■ REQUIRED ACTION
Transcribe, word for word and with nothing extra, the line containing "Target: red baseball cap" and each line that comes after it in the entries.

*** DATA UNDER STUDY ***

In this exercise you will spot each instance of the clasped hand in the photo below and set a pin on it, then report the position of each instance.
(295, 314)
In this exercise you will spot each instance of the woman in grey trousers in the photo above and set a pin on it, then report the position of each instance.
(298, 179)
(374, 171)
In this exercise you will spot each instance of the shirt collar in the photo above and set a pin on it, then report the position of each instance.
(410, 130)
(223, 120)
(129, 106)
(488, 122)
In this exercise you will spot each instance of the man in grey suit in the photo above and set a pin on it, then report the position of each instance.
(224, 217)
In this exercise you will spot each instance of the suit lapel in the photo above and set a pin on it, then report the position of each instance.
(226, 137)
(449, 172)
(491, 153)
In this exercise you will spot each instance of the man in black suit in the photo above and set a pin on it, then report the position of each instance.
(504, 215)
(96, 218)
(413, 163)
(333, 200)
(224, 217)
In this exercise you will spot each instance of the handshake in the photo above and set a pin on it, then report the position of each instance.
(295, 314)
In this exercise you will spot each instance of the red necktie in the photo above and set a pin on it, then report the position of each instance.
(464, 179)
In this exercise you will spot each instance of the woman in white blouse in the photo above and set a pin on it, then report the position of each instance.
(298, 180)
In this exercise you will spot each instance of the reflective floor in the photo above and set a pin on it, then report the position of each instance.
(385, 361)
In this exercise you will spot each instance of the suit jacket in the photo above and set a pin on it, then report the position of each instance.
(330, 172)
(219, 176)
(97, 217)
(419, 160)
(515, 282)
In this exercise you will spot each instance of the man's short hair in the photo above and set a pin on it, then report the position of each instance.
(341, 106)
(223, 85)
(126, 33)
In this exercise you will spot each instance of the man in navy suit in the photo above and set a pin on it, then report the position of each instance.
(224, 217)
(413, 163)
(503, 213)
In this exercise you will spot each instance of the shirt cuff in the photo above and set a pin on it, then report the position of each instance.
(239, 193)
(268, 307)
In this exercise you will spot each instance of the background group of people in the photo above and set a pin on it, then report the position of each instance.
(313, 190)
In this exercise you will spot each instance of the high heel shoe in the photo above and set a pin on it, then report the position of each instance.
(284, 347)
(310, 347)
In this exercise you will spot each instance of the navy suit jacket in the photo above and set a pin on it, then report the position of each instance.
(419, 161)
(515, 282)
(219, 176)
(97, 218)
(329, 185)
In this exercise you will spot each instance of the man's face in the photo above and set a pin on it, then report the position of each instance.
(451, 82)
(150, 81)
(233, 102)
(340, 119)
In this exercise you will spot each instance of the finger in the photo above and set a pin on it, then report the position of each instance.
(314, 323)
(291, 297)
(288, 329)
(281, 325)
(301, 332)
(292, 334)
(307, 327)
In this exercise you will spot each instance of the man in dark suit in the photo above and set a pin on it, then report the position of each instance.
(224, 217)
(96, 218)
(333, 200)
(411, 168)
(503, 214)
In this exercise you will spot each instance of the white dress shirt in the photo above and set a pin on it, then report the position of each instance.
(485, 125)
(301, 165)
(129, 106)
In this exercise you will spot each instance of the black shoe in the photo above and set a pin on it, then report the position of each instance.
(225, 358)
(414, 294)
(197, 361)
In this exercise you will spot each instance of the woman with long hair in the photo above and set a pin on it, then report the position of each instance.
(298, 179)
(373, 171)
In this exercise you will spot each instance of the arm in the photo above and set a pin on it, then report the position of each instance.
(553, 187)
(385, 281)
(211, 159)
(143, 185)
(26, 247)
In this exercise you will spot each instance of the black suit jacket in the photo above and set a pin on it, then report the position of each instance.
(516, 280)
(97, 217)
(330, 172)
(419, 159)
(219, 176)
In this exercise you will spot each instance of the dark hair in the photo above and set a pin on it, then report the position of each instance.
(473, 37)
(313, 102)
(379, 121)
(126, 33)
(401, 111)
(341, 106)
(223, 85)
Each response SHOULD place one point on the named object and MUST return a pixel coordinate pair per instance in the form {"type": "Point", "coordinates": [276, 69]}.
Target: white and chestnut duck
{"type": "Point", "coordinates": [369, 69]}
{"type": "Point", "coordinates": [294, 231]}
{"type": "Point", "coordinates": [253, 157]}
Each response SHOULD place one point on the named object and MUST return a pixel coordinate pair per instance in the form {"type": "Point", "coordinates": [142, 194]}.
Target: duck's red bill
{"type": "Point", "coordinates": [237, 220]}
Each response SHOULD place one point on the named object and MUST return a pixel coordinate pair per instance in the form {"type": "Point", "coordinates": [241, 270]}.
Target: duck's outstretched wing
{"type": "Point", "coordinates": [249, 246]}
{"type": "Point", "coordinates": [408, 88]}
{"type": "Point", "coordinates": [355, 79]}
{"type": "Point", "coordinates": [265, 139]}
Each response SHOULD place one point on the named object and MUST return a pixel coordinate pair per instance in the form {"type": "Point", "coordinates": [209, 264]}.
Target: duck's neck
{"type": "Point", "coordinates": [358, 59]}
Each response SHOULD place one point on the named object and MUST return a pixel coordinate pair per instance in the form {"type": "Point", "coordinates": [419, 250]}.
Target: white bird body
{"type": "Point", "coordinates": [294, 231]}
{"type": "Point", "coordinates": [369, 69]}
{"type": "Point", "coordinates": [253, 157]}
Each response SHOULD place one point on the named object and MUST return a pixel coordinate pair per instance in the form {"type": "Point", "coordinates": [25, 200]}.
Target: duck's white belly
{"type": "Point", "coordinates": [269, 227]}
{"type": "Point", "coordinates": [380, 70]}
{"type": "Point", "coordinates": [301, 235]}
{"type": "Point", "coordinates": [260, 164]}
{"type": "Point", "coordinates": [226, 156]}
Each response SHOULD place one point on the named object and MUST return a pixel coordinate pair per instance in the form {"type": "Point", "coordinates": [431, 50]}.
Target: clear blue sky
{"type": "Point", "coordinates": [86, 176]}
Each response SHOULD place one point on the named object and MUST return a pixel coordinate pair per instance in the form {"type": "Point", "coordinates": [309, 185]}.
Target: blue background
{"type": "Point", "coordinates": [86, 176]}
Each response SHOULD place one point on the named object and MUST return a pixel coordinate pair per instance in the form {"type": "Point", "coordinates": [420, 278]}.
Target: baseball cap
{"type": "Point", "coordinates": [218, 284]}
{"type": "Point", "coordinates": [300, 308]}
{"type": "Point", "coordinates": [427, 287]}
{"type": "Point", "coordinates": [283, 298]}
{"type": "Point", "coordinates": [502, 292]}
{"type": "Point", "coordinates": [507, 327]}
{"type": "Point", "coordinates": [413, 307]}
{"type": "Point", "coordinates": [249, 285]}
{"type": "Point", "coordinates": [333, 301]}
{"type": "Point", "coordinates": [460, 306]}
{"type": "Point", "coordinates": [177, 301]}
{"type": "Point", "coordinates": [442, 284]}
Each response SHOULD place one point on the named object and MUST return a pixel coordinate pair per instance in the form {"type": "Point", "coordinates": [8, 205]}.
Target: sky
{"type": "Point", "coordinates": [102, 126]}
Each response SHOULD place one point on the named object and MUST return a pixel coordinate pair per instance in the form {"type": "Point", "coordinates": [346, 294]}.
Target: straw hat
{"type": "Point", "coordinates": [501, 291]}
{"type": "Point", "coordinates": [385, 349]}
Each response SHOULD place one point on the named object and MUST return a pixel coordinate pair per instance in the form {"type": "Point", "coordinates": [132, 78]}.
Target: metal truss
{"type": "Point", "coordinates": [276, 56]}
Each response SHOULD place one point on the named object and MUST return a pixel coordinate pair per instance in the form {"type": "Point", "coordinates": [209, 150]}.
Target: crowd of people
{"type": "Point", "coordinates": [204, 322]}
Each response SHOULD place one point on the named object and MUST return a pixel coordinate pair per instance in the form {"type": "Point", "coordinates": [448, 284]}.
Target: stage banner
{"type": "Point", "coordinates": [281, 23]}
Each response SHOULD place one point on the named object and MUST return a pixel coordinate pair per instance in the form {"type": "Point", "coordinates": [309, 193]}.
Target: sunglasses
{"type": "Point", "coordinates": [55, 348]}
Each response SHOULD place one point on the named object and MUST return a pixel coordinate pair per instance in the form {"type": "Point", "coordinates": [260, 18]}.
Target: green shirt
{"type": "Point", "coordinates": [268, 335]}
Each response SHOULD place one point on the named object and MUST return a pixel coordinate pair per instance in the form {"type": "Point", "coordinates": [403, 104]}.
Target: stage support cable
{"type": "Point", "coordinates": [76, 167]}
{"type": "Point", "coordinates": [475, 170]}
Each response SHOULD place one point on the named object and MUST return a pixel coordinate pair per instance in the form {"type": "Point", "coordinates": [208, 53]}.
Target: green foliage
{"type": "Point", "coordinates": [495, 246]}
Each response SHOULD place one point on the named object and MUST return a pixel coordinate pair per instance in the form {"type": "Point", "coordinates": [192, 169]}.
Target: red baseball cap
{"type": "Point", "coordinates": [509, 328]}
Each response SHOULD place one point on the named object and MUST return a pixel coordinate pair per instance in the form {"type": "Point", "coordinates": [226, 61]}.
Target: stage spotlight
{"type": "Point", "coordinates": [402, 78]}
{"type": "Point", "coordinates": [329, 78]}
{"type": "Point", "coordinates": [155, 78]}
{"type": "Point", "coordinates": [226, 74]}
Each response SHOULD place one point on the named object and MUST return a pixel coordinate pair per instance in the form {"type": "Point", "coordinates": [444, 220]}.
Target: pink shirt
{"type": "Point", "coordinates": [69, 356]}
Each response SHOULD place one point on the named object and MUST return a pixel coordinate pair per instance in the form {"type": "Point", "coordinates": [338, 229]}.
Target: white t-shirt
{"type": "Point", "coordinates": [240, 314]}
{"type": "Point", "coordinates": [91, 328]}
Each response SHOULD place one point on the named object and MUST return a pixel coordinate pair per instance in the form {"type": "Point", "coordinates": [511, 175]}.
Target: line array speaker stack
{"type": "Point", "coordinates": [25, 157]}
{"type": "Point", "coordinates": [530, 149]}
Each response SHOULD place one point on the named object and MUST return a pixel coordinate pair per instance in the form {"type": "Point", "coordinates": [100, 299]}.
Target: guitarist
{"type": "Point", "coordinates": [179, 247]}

*** End of DATA UNDER STUDY ***

■ EXPECTED ANSWER
Target: red baseball cap
{"type": "Point", "coordinates": [509, 328]}
Each response SHOULD place one point on the named object and MUST return a pixel coordinate pair per instance in the form {"type": "Point", "coordinates": [226, 61]}.
Target: stage spotlight
{"type": "Point", "coordinates": [402, 78]}
{"type": "Point", "coordinates": [329, 78]}
{"type": "Point", "coordinates": [155, 78]}
{"type": "Point", "coordinates": [226, 74]}
Each response SHOULD place one point on the named object and MUST return a pixel coordinate pair per instance in the form {"type": "Point", "coordinates": [444, 220]}.
Target: pink shirt
{"type": "Point", "coordinates": [69, 356]}
Each response SHOULD place one point on the named object and MUST return a pixel coordinate pair per instance in the form {"type": "Point", "coordinates": [338, 229]}.
Target: white t-shirt
{"type": "Point", "coordinates": [240, 314]}
{"type": "Point", "coordinates": [91, 328]}
Each response SHOULD place one point on the named object and MUST return a pixel coordinate pair per instance in the form {"type": "Point", "coordinates": [511, 175]}.
Target: line array speaker stack
{"type": "Point", "coordinates": [25, 157]}
{"type": "Point", "coordinates": [530, 149]}
Each response SHOULD place one point on the named object and MUST return a pixel coordinate pair per instance in the form {"type": "Point", "coordinates": [100, 299]}.
Target: guitarist
{"type": "Point", "coordinates": [179, 247]}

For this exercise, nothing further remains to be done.